DIRECTIVE A
In the forum post below, which Flink version does the poster list?
DIRECTIVE B
Summarize the forum post below in two sentences.

PROVIDED TEXT
——————————

Hi all, my flink job consume kafka topic A, and write to kafka topic B.
When i restart my flink job via savepoint, topic B have some duplicate
message. Any one can help me how to solve this problem? Thanks!

My Versions:
Flink 1.12.4
Kafka 2.0.1
Java 1.8

Core code:
env.enableCheckpointing(300000);
env.getCheckpointConfig().enableExternalizedCheckpoints(CheckpointConfig.ExternalizedCheckpointCleanup.RETAIN_ON_CANCELLATION);
env.getCheckpointConfig().setCheckpointingMode(CheckpointingMode.EXACTLY_ONCE);

DataStream dataDS = env.addSource(kafkaConsumer).map(xxx);

tableEnv.createTemporaryView("data_table",dataDS);
String sql = "select * from data_table a inner join
hive_catalog.dim.dim.project for system_time as of a.proctime as b on a.id
= b.id"

——————————

STORED ROWS
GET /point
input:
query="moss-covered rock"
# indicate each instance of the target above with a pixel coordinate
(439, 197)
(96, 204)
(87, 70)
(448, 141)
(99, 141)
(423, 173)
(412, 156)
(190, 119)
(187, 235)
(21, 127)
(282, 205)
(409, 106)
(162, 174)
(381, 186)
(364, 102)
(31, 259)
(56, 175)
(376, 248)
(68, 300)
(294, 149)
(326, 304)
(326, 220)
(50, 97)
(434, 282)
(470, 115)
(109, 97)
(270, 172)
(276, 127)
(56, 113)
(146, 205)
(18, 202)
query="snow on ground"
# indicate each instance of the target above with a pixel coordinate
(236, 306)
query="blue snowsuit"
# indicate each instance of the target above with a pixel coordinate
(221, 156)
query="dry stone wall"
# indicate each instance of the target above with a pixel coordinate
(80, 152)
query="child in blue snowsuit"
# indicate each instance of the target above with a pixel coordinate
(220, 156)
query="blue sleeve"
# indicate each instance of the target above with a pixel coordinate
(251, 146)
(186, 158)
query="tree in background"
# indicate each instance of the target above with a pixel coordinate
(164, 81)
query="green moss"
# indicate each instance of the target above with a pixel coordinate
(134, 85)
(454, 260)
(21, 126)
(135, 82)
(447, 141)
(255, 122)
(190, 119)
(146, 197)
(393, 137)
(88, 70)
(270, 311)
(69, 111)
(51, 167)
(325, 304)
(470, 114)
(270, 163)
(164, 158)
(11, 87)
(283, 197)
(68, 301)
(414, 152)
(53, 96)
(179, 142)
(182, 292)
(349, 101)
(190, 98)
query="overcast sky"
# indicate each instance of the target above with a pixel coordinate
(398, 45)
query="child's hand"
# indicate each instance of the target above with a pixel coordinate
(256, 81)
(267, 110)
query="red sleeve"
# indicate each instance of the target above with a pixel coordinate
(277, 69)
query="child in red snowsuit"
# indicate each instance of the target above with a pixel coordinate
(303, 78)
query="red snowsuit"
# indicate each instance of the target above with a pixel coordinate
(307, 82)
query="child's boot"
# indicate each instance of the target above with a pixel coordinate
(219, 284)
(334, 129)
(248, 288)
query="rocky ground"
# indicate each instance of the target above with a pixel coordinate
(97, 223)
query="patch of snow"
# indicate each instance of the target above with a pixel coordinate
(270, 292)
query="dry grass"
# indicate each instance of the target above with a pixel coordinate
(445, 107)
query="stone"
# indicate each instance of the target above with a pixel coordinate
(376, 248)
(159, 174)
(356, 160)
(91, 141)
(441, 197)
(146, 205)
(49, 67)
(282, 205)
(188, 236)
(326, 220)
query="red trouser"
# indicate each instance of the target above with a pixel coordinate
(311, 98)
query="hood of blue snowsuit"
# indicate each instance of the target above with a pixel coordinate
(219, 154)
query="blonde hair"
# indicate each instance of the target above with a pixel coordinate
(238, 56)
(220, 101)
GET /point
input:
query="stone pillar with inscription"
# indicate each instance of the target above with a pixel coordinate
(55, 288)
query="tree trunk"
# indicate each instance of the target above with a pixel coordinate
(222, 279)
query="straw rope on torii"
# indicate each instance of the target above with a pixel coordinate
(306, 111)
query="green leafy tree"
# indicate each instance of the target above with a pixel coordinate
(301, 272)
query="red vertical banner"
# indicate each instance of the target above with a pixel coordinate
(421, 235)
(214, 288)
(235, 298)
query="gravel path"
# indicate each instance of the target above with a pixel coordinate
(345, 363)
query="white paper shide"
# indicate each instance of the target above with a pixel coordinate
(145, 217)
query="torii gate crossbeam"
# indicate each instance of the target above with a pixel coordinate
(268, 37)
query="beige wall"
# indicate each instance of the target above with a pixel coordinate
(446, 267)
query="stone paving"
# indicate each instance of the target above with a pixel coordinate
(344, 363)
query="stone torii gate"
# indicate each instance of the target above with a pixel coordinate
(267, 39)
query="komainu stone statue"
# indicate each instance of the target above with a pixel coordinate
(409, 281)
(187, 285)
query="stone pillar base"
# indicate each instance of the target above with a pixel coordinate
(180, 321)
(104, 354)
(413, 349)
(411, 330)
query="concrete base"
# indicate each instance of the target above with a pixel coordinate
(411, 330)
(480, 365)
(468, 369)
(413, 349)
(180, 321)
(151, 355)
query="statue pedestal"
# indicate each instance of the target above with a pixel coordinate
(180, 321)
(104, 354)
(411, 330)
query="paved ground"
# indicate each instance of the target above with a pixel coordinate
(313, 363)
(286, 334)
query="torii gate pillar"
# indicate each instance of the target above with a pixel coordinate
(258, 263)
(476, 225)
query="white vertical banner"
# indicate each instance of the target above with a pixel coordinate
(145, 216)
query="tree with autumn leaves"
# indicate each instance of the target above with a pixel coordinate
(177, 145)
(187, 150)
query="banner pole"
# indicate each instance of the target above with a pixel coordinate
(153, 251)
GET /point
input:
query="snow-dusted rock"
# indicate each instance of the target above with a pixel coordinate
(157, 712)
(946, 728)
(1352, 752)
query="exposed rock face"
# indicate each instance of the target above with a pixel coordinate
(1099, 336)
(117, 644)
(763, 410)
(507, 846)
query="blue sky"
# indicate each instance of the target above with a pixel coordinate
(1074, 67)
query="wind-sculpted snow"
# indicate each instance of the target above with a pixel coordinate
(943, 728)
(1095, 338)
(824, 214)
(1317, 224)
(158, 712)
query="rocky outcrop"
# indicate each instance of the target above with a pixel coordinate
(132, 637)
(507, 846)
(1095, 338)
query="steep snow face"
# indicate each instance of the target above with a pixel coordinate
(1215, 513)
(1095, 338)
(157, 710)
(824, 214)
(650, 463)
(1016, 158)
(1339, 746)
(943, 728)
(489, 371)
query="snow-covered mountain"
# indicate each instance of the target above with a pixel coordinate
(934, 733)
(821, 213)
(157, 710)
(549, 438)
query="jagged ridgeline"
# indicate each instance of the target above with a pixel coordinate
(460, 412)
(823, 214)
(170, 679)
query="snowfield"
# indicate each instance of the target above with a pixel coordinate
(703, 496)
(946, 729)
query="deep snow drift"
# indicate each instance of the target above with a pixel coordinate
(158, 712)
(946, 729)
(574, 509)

——————————

COMPLETE ANSWER A
Flink 1.12.4

COMPLETE ANSWER B
The poster's Flink job consumes Kafka topic A and writes to Kafka topic B, but when the job is restarted via savepoint, topic B ends up with some duplicate messages. The poster asks for help solving this and lists Flink 1.12.4, Kafka 2.0.1, and Java 1.8, along with core code that enables exactly-once checkpointing and joins the stream with a table from hive_catalog in SQL.